| Selected extract |
§

Review: Stop What You’re Doing And Watch ‘The Autopsy of Jane Doe’

‘The Autopsy of Jane Doe’ Goes From Father/Son Drama To Mysterious Horror Quickly!

There’s a mystique to André Øvredal’s The Autopsy of Jane Doe‘ that’s refreshing. It’s scaled back and minimalistic but never lacks any intensity.

The story of ‘The Autopsy of Jane Doe‘ is simple; A father-and-son coroner duo are working late one night when a mysterious body arrivals at their morgue. The whole atmosphere of the film changes the second our Jane Doe is carted in.

Things start off very procedural. Tommy Tilden (Brian Cox) walks his son Austin Tilden (Emile Hirsch) and the viewers through the autopsy. It allows for a more personal connection but provides some of the film’s most horrifying moments. They begin to examine the body, coming up with a theory early on. But the more they dig into this case, the stranger it gets.

“We are just here to find cause of death. No more, no less.”
-Tommy Tilden (Brian Cox)

For a while, I didn’t know what sub-genre this horror film would dip into. Somehow, the filmmakers made something we’ve seen before feel brand new. I found myself attempting to compare ‘The Autopsy of Jane Doe‘ to other movies but could never place my finger on it. It takes references from others while still remaining unique.

It does remind me of the director André Øvredal’s other major film titled ‘Trollhunter‘. He took a monster movie and made it feel personal. Now, Øvredal takes an autopsy and thrusts us right into the coroner’s room.

Most of the compliments for this piece go to the amazing crew. Working with about 3 rooms within one building, the isolation felt in this comes to life with the direction, cinematography, and score. Going even deeper, major props have to go to the art department. The highlight for me being the gore. The grotesque special effects kept the film grounded when others would have taken it more over-the-top. This movie knows how to engage without giving too much!

As the two examiners have great back-and-forth with each other, we learn a lot about the characters through their investigation to what killed this Jane Doe. Just through this one night of work, you get a great feel for Emile Hirsch and Brian Cox’s characters. Their different styles of working and perspectives about this case deliver the perfect amount of character exposition while also propelling the plot forward.

§

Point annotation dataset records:

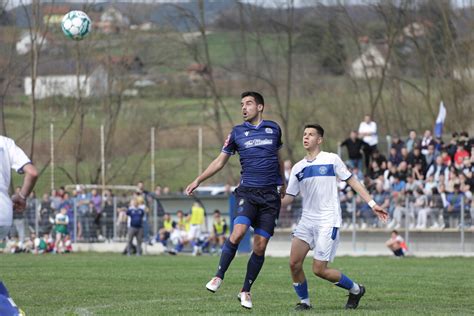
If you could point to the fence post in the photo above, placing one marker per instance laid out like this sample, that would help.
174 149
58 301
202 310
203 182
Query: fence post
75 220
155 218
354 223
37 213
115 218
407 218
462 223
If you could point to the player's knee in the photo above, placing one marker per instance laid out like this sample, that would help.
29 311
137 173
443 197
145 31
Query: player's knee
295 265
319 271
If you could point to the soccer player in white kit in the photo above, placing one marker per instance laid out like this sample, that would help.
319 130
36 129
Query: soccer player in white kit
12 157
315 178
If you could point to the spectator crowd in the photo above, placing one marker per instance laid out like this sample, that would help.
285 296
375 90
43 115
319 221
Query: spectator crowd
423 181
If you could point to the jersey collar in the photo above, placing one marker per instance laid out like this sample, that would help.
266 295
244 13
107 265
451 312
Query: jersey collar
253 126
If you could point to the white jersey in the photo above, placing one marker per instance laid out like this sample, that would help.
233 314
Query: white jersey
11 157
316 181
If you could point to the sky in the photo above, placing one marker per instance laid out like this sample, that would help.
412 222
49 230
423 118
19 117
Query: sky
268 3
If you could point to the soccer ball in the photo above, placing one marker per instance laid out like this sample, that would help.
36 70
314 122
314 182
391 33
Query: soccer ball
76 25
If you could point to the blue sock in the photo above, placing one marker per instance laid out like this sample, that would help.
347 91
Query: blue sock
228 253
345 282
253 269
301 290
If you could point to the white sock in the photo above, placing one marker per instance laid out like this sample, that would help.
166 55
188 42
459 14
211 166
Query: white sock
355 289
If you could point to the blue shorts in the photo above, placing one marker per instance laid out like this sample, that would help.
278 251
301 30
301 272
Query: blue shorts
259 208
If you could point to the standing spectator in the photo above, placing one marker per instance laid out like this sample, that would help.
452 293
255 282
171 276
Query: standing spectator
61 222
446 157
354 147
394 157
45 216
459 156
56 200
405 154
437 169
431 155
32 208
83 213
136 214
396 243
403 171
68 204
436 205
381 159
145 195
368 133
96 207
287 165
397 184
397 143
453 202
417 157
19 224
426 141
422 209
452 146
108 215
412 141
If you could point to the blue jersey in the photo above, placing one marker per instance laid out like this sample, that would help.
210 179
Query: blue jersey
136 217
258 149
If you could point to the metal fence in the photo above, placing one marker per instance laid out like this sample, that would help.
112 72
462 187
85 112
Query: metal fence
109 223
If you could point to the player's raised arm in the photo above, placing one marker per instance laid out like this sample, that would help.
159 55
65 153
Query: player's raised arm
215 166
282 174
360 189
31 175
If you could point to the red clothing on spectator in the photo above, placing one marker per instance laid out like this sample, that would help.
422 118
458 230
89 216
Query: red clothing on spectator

§

| Set exercise 1 |
According to the film review, how do viewers get to know the two coroners?
| Set exercise 2 |
Shift every answer coordinate in the listing by adding 80 to each number, and reproduce everything from the line containing "If you could point to the metal" down through the end of the listing, requests included.

| Full answer 1 |
Viewers learn about them through their back-and-forth during the one-night investigation into what killed Jane Doe. Their different working styles and perspectives on the case supply character exposition while also moving the plot forward.

| Full answer 2 |
If you could point to the metal fence in the photo above, placing one marker per instance laid out like this sample, that would help.
112 72
462 187
85 112
Query: metal fence
189 303
If you could point to the player's raised arm in the photo above, placing one marker per instance laid out like this sample, that would help.
159 55
65 153
Query: player's raised arm
295 246
362 254
440 269
111 255
If you could point to the red clothing on spectator in the photo above, placing one marker per instance laid out like this sample, that would help.
422 118
458 230
89 216
Query: red clothing on spectator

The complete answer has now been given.